▸ **Exercise objective**:
Up to and including the line with "The service MUST place a point on the rippling", please reproduce the lines below exactly, beginning with the first.

※ ※ ※

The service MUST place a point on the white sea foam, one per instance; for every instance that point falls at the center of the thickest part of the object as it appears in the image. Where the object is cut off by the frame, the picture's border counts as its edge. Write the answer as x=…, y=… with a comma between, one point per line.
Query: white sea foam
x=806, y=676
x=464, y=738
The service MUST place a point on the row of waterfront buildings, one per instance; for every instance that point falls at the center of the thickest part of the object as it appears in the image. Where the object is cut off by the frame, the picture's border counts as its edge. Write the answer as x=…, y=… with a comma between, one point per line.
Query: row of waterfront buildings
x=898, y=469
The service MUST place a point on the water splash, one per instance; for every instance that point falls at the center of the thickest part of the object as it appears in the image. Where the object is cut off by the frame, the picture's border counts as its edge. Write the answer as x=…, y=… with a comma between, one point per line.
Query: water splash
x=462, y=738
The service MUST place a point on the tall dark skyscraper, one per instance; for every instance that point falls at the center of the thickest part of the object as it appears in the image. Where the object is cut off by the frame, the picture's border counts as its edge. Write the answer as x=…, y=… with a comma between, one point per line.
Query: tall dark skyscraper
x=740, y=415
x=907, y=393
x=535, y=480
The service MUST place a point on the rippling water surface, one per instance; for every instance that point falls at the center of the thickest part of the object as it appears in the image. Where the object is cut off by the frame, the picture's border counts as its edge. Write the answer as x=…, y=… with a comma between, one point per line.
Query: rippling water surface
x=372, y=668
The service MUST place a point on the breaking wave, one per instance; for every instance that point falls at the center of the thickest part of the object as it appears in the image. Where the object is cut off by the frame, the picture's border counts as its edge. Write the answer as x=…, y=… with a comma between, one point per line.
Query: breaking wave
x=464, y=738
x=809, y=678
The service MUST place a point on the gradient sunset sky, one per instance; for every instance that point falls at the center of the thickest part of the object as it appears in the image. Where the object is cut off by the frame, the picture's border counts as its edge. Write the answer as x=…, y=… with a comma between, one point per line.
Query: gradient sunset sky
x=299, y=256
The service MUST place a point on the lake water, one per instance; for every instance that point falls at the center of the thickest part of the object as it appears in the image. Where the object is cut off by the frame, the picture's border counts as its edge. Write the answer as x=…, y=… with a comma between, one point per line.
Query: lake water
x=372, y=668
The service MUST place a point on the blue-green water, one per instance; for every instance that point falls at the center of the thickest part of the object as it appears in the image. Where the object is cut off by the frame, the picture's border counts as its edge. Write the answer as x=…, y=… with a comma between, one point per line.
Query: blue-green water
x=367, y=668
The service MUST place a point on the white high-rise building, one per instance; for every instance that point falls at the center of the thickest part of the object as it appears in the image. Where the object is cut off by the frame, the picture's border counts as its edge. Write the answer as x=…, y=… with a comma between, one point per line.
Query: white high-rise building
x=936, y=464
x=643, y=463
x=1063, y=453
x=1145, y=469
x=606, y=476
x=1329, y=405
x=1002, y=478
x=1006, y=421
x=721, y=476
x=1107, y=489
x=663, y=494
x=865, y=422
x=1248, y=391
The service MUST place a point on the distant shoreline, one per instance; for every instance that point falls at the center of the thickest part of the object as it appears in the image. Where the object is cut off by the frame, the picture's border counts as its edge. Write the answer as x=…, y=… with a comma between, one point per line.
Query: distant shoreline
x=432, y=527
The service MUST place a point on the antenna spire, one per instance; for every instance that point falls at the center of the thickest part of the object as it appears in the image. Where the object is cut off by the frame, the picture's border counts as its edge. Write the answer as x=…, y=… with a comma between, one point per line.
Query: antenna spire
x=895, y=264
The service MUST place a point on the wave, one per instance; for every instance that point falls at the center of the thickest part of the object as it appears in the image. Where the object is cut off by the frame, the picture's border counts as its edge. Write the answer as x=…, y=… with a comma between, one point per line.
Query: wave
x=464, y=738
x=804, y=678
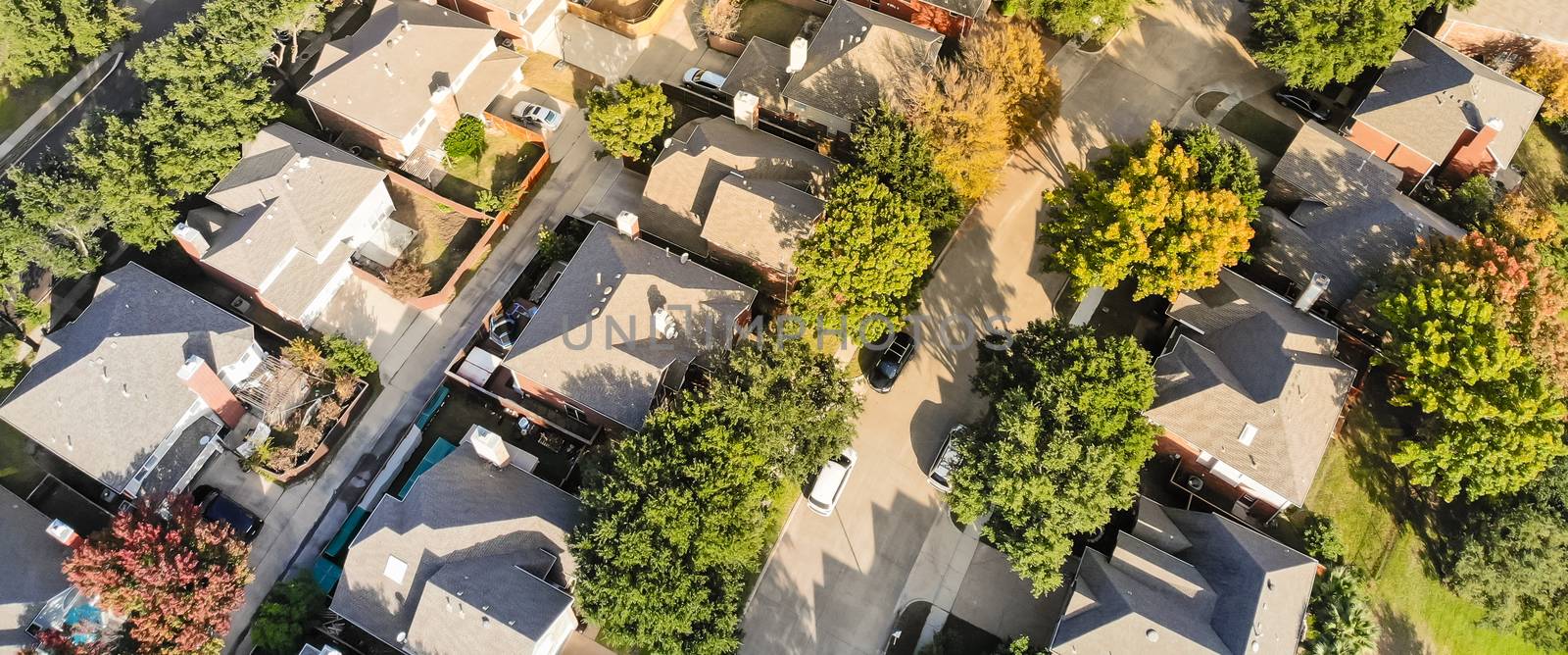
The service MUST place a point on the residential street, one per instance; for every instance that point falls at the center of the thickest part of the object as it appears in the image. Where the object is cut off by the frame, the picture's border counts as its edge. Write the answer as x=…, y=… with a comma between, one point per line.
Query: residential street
x=835, y=584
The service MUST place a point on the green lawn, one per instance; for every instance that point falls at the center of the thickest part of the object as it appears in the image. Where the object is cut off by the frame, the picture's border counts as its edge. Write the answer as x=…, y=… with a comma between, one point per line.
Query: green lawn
x=768, y=19
x=1385, y=529
x=507, y=159
x=1258, y=127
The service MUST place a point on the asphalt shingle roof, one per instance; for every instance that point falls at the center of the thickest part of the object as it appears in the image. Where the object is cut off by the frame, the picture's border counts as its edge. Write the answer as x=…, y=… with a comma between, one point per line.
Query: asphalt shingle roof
x=1220, y=589
x=384, y=74
x=1431, y=94
x=463, y=531
x=28, y=573
x=104, y=393
x=1256, y=362
x=684, y=183
x=1352, y=222
x=592, y=338
x=290, y=191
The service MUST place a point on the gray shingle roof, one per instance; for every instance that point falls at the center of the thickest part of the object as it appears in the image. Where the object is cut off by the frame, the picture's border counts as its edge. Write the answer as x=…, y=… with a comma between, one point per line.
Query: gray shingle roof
x=1219, y=591
x=104, y=395
x=28, y=573
x=684, y=180
x=859, y=58
x=384, y=73
x=1352, y=222
x=1261, y=362
x=1431, y=94
x=465, y=527
x=1542, y=19
x=290, y=191
x=592, y=338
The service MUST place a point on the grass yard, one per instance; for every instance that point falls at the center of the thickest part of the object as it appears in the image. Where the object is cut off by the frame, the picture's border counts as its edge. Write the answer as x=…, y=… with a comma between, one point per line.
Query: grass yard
x=1387, y=531
x=1258, y=127
x=768, y=19
x=506, y=160
x=444, y=235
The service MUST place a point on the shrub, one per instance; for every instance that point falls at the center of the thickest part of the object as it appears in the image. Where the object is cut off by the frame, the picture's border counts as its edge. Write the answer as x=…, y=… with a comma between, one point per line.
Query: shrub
x=349, y=356
x=466, y=138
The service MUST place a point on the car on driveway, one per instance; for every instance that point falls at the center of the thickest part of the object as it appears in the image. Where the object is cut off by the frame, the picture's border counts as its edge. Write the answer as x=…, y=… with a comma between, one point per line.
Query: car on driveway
x=1301, y=102
x=217, y=508
x=703, y=80
x=891, y=362
x=831, y=481
x=946, y=460
x=537, y=115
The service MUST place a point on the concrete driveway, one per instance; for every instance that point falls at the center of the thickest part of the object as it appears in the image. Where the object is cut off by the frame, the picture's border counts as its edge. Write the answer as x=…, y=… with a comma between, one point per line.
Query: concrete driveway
x=833, y=584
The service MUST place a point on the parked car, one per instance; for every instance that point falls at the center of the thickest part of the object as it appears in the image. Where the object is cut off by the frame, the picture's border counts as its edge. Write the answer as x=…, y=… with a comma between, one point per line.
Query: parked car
x=1301, y=102
x=217, y=508
x=946, y=460
x=830, y=483
x=538, y=115
x=703, y=80
x=891, y=362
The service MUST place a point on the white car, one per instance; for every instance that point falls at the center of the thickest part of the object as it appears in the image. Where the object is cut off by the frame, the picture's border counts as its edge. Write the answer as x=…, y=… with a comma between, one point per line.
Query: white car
x=831, y=481
x=705, y=78
x=538, y=115
x=943, y=468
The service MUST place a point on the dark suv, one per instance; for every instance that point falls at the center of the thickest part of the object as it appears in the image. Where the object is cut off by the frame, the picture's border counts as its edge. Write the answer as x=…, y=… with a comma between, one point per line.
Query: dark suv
x=214, y=506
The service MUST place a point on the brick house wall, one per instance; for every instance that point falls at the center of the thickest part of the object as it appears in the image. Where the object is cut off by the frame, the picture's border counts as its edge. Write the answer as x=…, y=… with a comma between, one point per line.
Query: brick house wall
x=922, y=15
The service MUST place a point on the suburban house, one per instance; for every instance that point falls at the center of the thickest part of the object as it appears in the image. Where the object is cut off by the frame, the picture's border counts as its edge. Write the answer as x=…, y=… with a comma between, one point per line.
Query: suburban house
x=530, y=24
x=130, y=392
x=1505, y=26
x=621, y=327
x=407, y=76
x=1186, y=581
x=1343, y=217
x=290, y=220
x=737, y=193
x=1439, y=113
x=1249, y=393
x=857, y=60
x=949, y=18
x=30, y=571
x=470, y=561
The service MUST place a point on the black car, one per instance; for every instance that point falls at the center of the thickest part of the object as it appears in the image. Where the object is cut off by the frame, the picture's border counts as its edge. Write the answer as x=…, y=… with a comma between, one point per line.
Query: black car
x=1301, y=102
x=891, y=362
x=214, y=506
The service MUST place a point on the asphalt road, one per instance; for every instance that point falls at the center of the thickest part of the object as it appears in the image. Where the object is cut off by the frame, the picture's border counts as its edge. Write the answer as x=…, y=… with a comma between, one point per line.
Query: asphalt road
x=833, y=584
x=120, y=91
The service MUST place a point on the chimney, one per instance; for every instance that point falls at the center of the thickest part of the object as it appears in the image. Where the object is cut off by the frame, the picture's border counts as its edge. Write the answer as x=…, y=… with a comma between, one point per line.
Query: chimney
x=192, y=240
x=1313, y=290
x=626, y=223
x=747, y=110
x=797, y=55
x=201, y=379
x=490, y=447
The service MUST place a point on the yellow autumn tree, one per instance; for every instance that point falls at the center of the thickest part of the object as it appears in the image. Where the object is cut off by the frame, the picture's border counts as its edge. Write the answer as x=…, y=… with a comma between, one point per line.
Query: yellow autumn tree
x=1145, y=212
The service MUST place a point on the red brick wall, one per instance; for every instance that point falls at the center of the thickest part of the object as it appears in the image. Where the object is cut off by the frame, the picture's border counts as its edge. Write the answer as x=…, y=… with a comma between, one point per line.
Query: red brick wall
x=358, y=132
x=922, y=15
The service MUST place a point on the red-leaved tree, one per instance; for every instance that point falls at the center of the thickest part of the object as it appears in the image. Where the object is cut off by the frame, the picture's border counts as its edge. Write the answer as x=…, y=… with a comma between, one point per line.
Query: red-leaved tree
x=172, y=576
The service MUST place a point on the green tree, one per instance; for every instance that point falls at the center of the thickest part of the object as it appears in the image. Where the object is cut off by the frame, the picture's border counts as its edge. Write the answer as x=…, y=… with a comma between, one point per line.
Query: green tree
x=1316, y=42
x=33, y=42
x=627, y=118
x=671, y=529
x=864, y=259
x=287, y=613
x=1152, y=212
x=1062, y=445
x=112, y=159
x=797, y=400
x=1095, y=19
x=888, y=146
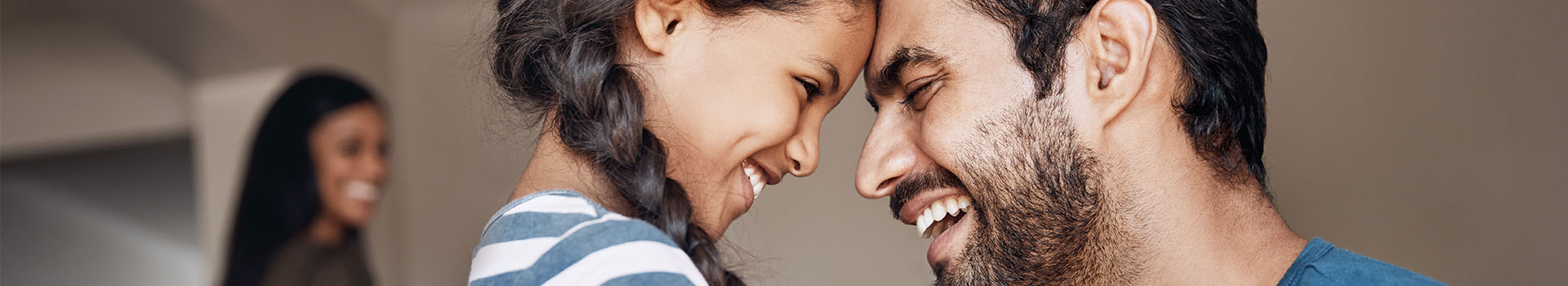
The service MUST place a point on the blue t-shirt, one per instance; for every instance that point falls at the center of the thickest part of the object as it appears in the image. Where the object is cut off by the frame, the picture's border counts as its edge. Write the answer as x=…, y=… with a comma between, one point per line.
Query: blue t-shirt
x=564, y=238
x=1322, y=263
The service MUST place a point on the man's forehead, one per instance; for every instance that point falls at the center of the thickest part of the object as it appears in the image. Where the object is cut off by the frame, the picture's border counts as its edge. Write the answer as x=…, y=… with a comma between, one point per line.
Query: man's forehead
x=910, y=24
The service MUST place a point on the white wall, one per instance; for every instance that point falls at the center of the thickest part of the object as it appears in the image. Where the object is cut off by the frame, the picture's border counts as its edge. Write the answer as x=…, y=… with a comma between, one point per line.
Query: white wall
x=73, y=83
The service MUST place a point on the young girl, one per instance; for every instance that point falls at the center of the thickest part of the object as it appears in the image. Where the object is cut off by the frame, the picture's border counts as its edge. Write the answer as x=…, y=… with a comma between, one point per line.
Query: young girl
x=662, y=122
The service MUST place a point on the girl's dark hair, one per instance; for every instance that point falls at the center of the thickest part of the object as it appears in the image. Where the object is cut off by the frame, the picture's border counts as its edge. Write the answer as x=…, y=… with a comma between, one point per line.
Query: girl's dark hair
x=279, y=197
x=559, y=59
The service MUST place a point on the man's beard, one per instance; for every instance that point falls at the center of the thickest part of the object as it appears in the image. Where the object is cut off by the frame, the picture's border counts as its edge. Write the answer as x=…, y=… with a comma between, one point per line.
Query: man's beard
x=1043, y=216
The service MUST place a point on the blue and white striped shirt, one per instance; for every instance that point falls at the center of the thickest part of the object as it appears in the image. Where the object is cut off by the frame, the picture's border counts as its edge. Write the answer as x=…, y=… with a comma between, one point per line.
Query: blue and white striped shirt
x=564, y=238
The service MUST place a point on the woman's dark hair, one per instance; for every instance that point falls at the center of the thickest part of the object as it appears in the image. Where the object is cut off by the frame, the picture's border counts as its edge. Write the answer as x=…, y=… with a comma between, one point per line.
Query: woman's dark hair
x=1223, y=61
x=279, y=197
x=559, y=59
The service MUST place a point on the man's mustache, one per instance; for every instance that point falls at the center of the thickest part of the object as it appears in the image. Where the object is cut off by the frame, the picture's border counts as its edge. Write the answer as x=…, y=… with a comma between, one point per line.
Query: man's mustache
x=921, y=181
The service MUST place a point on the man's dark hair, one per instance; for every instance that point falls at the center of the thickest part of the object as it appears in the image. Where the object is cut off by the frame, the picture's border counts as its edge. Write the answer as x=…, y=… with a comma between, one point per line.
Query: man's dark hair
x=1222, y=52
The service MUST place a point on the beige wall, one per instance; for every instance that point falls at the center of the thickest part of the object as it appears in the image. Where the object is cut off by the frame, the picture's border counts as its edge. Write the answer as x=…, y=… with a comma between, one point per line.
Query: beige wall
x=1428, y=134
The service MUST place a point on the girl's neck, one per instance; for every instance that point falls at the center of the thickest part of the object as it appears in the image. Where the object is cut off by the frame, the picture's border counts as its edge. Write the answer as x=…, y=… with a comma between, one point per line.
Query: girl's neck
x=325, y=230
x=554, y=167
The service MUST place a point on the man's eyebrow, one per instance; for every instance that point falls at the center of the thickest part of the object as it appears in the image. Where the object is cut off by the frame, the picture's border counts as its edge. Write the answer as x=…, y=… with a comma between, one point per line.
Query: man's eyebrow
x=886, y=79
x=833, y=73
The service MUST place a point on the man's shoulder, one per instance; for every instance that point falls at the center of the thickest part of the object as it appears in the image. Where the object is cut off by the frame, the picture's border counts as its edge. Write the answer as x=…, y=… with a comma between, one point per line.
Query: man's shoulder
x=1322, y=263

※ ※ ※

▸ **Worked solution**:
The service MUST place a point on the white sea foam, one per instance; for every instance that point falls at the center of the thickest part of the object as it appears in the image. Where the object is cut off by the frame, the picture's border counts as its edge. Write the answer as x=…, y=… with a comma between, one point per line.
Query: white sea foam
x=806, y=676
x=464, y=738
The service MUST place a point on the row of waterfront buildings, one per instance; for every instance that point falls at the center of the thickest part of the object as it appears in the image. Where the object is cut off by the frame, the picture's border counts as its edge. Write the answer as x=…, y=… with a comma between, one point per line.
Query: row of waterfront buildings
x=898, y=469
The service MUST place a point on the water splash, one per instance; for every instance that point falls at the center of the thickest part of the object as it appears in the image. Where the object is cut off by the frame, the picture's border counts as its edge. Write the answer as x=…, y=… with a comma between, one point per line.
Query: water splash
x=462, y=738
The service MUST place a point on the tall dark skyscraper, one per instance; for every instance that point falls at the center of the thickest part of the object as it appears in the image. Where the object is cut off by the frame, the picture's border counts as its edge. Write the answer as x=…, y=… with a comma between, one point per line.
Query: tall dark skyscraper
x=740, y=415
x=907, y=393
x=535, y=480
The service MUST place a point on the rippling water surface, one per instance; for every instance that point falls at the center of the thickest part of the object as it appears in the image. Where the object is cut off by the frame, the picture's border counts as its edge. Write the answer as x=…, y=… with a comma between, one point per line.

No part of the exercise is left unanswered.